How to hack your analytics with Segment.io

Part 1: How to create a clean data structure, explained in a few memes…

First off let me say that I have no shares in Segment, nor do I actually know anyone who works there. But I found a way to divide my marketing costs by almost 10, and it’s all thanks to one niftly little piece of SaaS (and a bit of hacking).

Let’s face it : analyzing and crunching data isn’t the hardest part. Obtaining clean and correct data, however, is often the true challenge. We’re all familiar with this situation :

CEO says to CTO :

“- Could you add these 3 small lines of code in the header of our web app?This will allow us to use {{insert SaaS here}}

-Hmm, add an issue on github or trello, i’ll do it when I have the time.”

3 months later, the code snippet isn’t anywhere close to your index.html header. It’s probably sleeping somewhere on a github repo, being ignored by your dev team.

Truth is, we can’t blame CTOs. Every minute of programming is crucial in this stage of your startup. And you already asked him / her to integrate mixpanel and kissmetrics on every event of your website, which took them a full day. Every week, you discover a new tool you’d love to try out. A/B testing, funnel reports, churn analytics tools, facebook pixels… each requiring at least a bit of integration. Your CTO isn’t here to execute code while you have fun jumping from one SaaS to the next.

The truth is that no integration is ever simple, or “just a small code snippet”. An analytics tool (or at least a good one) track events that happen on your web or mobile app. These events are actions from your users : “newsletter signup”, “login”, “product added to cart”, “product purchased”, “feedback sent”, etc. For instance, a customer buying a delicious Yuzu salmon steak on PopChef (omg) will be tracked the following way :

analytics.track('Product added to cart', {
meal: 'Pavé de saumon au yuzu',
quantity: '2'
});

Integrating an analytics tool requires tracking these events directly in your code, catching the data, and sending it to the SaaS you’re using. Each new SaaS asks you to add a specific tracking code on each event. At the beginning, your data structure looks like this :

A dead-simple integration with only 6 events and one SaaS (kissmetrics)

Then like this :

6 events only can already lead to a complexe data structure

This case is extremely common. But the worst part is : most startups use different names for each SaaS : “kissmetrics.signup” and “mixpanel.signup” for instance. I’m not even going to try drawing up the above graph when different event names are used.

This constraint is a bad news for startups, but it’s great news for analytics tools : they make it hard for you to opt-out. You’ll be so terrified to ask your CTO to remove Kissmetrics and switch to Amplitude, for instance, that you won’t ever make the switch. The cost of changing is a direct cost of human programming time.

> Entries
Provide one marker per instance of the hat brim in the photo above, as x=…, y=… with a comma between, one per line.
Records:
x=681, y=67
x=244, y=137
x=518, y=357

> Work instructions
a) In the Segment.io article, rewrite everything from "A dead-simple integration" down to "human programming time.", swapping "startups" for "young companies".
b) Extend the article on hacking analytics with Segment.io past its final sentence.

> Expected outputs
a)
A dead-simple integration with only 6 events and one SaaS (kissmetrics)

Then like this :

6 events only can already lead to a complexe data structure

This case is extremely common. But the worst part is : most young companies use different names for each SaaS : “kissmetrics.signup” and “mixpanel.signup” for instance. I’m not even going to try drawing up the above graph when different event names are used.

This constraint is a bad news for young companies, but it’s great news for analytics tools : they make it hard for you to opt-out. You’ll be so terrified to ask your CTO to remove Kissmetrics and switch to Amplitude, for instance, that you won’t ever make the switch. The cost of changing is a direct cost of human programming time.

b)
At PopChef we firmly believe in the power of data. “Without data, you’re just another person with an opinion”, would say Edwards Deming. This data allows us to understand what our customers truly want, to optimize our conversion funnel and offer the best possible experience. Many tools exist, each with a specific purpose : switching from one tool to the next and constantly adding new ones is a fundamental part of any entrepreneur’s job. We currently track more than 50 user events through more than 10 analytics tools, and this only cost us a day of integration. Thanks to Segment.

One SaaS to rule them all

Segment is a revolution in the tracking world.

Launched in 2012 after a passage at Y-Combinator, Segment.io already raised more than 44 M$ with funds including Accel Partners, Kleiner Perkins, General Catalyst and others to fulfill their mission.

The principle is quite simple : you track every event in your app once (and only once) using segment, in the same way as you would have with any other tracking tool. Segment than catches all the data from these events, and sends it off to whichever SaaS you select from their dashboard.

Dashboard depuis segment.io

You litterally just need to click “on / off” on your dashboard, and the selected tool will start receiving your data.

In other words, you do the integration only once, and that’s it. Adding a new tool a couple months later is a simple as clicking on a green button.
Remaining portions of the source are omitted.